### CONSIGNE
D'après l'extrait, quel montant d'indemnité le liquidateur de la société CMB réclame-t-il à la SCI Crête Côte village au titre de l'article 700 du code de procédure civile ?

La SCI Crête Côte village soutient avoir agréé tacitement le sous-traitant de la société CMB et invoque l'existence d'une action directe ouverte au sous-traitant ; elle fait notamment valoir qu'elle a eu connaissance de l'intervention de la société High Castle en novembre 2010, qu'elle a laissé cette société poursuivre ses travaux et qu'elle l'a payée. En février 2011, ce sous-traitant aurait réclamé le paiement de la somme de 97 761 euros. La SCI Crête Côte village affirme s'être libérée entre les mains de la société High Castle des sommes dues à la société CMB, en respectant les dispositions légales relatives à la sous-traitance, et après des mises en demeure adressées à l'entreprise principale.

La SCI Crête Côte village conteste par ailleurs la demande en paiement de la société CMB ; elle fait valoir que l'agrément donné au sous-traitant ne constitue pas une résiliation du contrat conclu avec l'entreprise principale ; elle ajoute qu'elle a payé la totalité des sommes dues au titre du chalet E2.

Subsidiairement, la SCI Crête Côte village invoque une compensation des créances réciproques.

Par conclusions déposées le 27 décembre 2021, le liquidateur de la société CMB demande à la cour de confirmer le jugement entrepris, de débouter la SCI Crête Côte village de ses demandes et de la condamner au paiement d'une indemnité de 5 000 euros par application de l'article 700 du code de procédure civile.

Le liquidateur de la société CMB approuve les motifs du jugement ; il affirme que la SCI Crête Côte village a traité directement avec le sous-traitant et que la société CMB s'est ainsi trouvée contrainte de résilier le marché concernant le chalet E2. Les paiements que le maître de l'ouvrage prétend avoir faits au sous-traitant ne seraient pas démontrés et ne pourraient avoir d'effet libératoire à l'égard de l'entreprise principale.

Le liquidateur de la société CMB s'oppose également à une compensation entre les créances réciproques en invoquant une absence de connexité entre elles.

MOTIFS

Sur le fond

Les paiements à la société High Castle

Nonobstant l'affirmation de la SCI Crête Côte village selon laquelle elle aurait agréé le sous-traitant de la société CMB, celle-ci n'a, en tout état de cause, consentie aucune délégation de paiement au profit de la société High Castle.

Par ailleurs, si la SCI Crête Côte village invoque l'action directe ouverte au sous-traitant et soutient que des mises en demeure avaient été adressées à l'entreprise principale, aucune pièce ne démontre l'envoi effectif des lettres qu'elle verse aux débats ; la production d'un courriel sibyllin daté du 9 février 2011, portant la seule mention « ci-joint lettre RAR confirmée par courrier ce jour » sans aucune autre indication faisant référence à une quelconque mise en demeure, est dépourvue de toute force probante.

### LIGNES
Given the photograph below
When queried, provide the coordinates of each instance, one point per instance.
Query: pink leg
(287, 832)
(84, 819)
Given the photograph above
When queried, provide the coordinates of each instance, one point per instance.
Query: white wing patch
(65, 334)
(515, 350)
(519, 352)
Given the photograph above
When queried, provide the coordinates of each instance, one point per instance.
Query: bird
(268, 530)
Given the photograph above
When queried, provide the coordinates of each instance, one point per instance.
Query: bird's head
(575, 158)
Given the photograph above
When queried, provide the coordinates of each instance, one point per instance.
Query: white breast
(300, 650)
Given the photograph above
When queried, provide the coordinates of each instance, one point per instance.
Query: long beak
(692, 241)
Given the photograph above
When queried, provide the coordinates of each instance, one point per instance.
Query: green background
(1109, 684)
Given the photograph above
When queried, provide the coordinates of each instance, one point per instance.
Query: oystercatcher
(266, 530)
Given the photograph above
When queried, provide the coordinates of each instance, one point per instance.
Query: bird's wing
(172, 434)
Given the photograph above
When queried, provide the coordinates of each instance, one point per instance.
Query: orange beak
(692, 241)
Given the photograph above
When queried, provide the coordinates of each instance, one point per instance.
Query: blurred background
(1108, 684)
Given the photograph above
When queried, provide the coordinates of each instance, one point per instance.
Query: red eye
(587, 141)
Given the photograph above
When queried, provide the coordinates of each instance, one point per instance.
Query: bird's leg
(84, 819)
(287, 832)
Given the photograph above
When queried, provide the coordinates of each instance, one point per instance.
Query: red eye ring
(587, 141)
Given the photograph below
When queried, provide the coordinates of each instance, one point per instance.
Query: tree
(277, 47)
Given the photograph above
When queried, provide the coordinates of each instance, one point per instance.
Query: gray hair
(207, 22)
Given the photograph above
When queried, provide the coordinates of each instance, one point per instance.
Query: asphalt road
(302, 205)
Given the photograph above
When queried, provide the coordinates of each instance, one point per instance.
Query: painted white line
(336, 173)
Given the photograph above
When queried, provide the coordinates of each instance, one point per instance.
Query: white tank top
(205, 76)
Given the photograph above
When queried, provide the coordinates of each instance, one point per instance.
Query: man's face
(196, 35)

### RÉSULTAT ATTENDU
5 000 euros.